-- TEXT PROVIDED --
---

In Every Christmas Story, Yukon Cornelius turns on his way to fight the Bumble and says “Years from now when you talk about this — and you will — be kind . . .” This is a quote from the movie (and drama) Tea and Sympathy, spoken by Deborah Kerr to John Kerr. She’s the older woman helping the young student sort out his sexual identity; over the years the line has taken on a camp quality — an older man speaking to a young male lover–and both having a giggle about it.
If you’ve missed the re-broadcast of Rudolph and want to refresh your memories of the Island of Misfits, you can watch this segment on YouTube here.
Macy’s Thanksgiving Day Parade
The first parade was in 1924 and has continued annually, although suspended from 1942-44 because of WWII. First televised in 1952 by NBC.
Frosty the Snowman
The song is by Walter Rollins and Steve Nelson; first recorded by Gene Autry (1950) soon after his success with “Rudolph.” The Rankin/Bass TV special premiered in 1969. People sometimes notice that the tune of the song resembles the tune of “Let’s Have Another Cup of Coffee.”
“You’ll put your eye out!”
A reference to A Christmas Story, a movie filmed partly in Cleveland that has now become so much a part of holiday viewing, written and narrated by Jean Shepherd. The basis for the film is “Duel in the Snow, or Red Ryder Nails the Cleveland Street Kid,'” one of the stories in Shepherd’s In God We Trust, All Others Pay Cash.
Red Ryder was the hunky cowboy-hero of the comic strip drawn by Fred Harman. Red and his Native American sidekick Little Beaver had typical Western adventures with cattle thieves and other outlaws. The comics led to several franchises — a radio serial, movies, and of course attaching the cowboy’s name to the Daisy air rifle.
“A Child’s Christmas with Whales”
Dylan Thomas (1914 – 1953) – Welsh poet, known for his lyricism and for his drinking. He encouraged his reputation as a “roistering, drunken and doomed poet.” He did manage to record his holiday story “A Child’s Christmas in Wales.”
William Sydney Porter, known by his pen name O. Henry. Also one of the more famous inmates of the old Ohio Penitentiary (located in what is now the Arena District). Convicted of embezzlement while working at a bank, Porter was sentenced to five years and served three with time off for good behavior. Known for short stories with an ironic twist – as in “The Gift of the Magi.”

---

-- EXERCISE 1 --
In the notes on holiday pop-culture references, in what year did the Rankin/Bass TV special of Frosty the Snowman premiere?
-- EXERCISE 2 --
Extend the notes on holiday pop-culture references with further text that follows on from the entry about O. Henry.

---

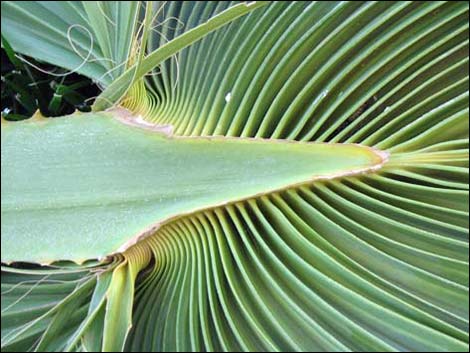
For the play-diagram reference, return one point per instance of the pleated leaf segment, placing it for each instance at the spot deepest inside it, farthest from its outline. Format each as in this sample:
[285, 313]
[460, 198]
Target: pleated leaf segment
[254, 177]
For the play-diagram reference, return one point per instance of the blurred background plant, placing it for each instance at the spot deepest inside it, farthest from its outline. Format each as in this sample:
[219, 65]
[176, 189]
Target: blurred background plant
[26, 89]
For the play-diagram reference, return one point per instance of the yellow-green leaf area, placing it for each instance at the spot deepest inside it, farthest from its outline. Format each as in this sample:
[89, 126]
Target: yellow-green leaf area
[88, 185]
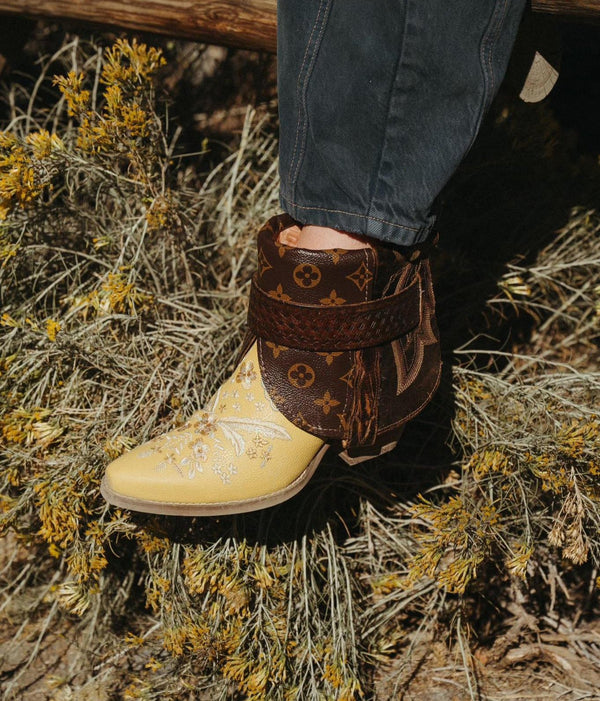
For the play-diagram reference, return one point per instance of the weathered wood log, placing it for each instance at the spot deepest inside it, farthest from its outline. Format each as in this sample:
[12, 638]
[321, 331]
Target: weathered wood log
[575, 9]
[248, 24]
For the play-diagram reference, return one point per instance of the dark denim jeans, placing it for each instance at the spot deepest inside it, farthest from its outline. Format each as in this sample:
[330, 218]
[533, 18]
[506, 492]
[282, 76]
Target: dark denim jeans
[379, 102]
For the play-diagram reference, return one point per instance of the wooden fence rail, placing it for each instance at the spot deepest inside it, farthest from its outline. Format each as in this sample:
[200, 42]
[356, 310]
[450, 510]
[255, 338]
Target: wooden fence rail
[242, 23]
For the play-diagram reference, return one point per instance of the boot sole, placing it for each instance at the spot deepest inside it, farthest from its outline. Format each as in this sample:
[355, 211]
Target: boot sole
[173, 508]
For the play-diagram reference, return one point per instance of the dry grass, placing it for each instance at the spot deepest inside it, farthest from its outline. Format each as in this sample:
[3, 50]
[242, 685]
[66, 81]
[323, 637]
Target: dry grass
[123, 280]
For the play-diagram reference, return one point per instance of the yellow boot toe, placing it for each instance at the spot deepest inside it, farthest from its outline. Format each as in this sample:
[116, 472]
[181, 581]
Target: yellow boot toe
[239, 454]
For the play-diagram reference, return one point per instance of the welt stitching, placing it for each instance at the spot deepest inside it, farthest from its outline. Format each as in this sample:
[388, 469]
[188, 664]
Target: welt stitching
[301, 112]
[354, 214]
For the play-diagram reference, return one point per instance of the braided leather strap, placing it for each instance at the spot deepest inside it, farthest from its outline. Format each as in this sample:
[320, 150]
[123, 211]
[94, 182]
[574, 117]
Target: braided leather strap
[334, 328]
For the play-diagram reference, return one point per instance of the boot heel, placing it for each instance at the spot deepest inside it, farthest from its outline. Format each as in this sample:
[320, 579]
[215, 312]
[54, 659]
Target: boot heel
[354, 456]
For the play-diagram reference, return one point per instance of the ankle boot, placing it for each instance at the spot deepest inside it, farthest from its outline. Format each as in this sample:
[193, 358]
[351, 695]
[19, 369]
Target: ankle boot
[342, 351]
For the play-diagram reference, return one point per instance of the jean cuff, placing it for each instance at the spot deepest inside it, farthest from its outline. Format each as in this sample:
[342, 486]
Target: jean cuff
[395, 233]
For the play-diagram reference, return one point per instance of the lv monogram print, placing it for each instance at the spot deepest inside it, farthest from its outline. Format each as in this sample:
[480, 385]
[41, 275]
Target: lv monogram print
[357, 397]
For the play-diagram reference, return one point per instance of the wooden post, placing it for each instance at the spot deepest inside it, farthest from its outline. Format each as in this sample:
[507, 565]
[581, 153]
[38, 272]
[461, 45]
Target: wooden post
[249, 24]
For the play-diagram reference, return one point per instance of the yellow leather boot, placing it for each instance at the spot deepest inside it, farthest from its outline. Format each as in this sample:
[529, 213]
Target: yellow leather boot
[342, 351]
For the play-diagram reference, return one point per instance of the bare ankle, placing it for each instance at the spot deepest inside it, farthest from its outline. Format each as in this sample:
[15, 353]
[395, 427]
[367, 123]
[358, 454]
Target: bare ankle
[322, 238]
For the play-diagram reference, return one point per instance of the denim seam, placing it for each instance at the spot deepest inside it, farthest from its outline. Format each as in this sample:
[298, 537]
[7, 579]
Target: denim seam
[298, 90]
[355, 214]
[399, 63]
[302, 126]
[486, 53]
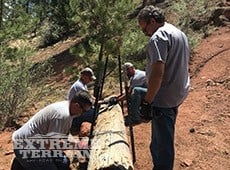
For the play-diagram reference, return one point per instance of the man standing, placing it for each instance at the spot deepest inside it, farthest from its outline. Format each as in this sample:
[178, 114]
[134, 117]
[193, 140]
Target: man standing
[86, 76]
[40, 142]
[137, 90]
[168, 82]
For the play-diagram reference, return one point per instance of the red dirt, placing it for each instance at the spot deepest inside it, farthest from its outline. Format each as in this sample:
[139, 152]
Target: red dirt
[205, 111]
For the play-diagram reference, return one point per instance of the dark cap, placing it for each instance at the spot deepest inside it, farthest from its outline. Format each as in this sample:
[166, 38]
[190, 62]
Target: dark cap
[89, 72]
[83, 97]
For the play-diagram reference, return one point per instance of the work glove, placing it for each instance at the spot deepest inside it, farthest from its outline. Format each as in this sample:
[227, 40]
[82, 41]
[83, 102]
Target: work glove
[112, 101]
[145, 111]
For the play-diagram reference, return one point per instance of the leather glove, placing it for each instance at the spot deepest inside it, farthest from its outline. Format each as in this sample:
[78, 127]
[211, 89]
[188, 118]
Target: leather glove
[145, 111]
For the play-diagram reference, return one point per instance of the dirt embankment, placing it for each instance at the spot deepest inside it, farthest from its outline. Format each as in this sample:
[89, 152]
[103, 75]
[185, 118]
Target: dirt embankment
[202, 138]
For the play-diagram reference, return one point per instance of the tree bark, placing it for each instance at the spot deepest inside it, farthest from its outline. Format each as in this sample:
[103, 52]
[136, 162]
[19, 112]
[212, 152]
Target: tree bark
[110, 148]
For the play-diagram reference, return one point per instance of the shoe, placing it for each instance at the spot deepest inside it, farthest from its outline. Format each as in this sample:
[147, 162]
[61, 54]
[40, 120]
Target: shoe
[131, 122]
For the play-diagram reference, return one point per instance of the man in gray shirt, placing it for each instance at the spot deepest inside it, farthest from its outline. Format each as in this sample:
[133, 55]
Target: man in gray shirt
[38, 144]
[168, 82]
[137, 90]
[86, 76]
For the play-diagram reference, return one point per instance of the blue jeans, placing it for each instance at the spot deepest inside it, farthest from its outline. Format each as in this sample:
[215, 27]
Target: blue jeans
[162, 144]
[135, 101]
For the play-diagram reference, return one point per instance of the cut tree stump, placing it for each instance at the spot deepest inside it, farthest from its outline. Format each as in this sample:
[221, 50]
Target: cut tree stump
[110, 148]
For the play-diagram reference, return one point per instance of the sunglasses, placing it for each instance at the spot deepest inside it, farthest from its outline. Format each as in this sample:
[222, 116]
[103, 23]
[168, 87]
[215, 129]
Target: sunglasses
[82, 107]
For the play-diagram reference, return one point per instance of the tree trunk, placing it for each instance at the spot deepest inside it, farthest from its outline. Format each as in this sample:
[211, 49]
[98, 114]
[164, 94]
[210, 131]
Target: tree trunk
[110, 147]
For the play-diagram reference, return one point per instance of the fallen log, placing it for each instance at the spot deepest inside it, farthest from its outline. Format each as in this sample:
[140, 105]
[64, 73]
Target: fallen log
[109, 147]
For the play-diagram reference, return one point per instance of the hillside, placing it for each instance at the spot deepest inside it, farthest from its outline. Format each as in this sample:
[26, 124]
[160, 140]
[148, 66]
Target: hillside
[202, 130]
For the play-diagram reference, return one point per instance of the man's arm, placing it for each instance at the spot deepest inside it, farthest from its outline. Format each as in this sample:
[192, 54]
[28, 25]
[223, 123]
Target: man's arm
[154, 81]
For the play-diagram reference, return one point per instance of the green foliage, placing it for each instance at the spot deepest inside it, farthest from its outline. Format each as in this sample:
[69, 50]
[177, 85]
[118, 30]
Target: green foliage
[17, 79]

---

-- WRITTEN RESPONSE 1 --
1969

-- WRITTEN RESPONSE 2 --
It’s a Wonderful Life
Mary and George Bailey with daughter Zuzu in IT’S A WONDERFUL LIFE
The film is based on “The Greatest Gift,” a story by Philip Van Doren Stein, which he wrote in 1939 but didn’t get published. He had the story made as a Christmas card and mailed 2000 copies. The story found its way to RKO and then to Frank Capra’s production company. The Capra film debuted in 1946 and initially did not do especially well at the box office. It was nominated for Academy Awards and won one. It has been named as one of the 100 best American films by the American Film Institute.
Radio drama again – There were several theatre programs but the premier one was Lux Radio Theatre (yes, brought to you by Lux soap!). It was an hour program which often aired adaptations of Hollywood movies, frequently with leads from the movies. It presented It’s a Wonderful Life in March 1947 with James Stewart and Donna Reed. Clarence was Victor Moore, not Henry Travers from the film. Apparently I heard this broadcast as a child since for years I was sure Victor Moore was Clarence in the film. Being on the Lux Radio Theatre was a big deal — in its early days, its host was Cecil B. DeMille.
“Good King Wen-CES-las . . . ”
I can’t see this without thinking of the Carols as parodied in Walt Kelly’s Pogo comic strips.
Good King Sourkraut looked out on his feets uneven. . .
Deck us all with Boston Charlie/Walla Walla Wash. and Kalamazoo/Nora’s freezin’ on the trolley. . . and so on.
Blame it on my youth and spending too much of it with Albert, Pogo, Churchy La Femme, et al.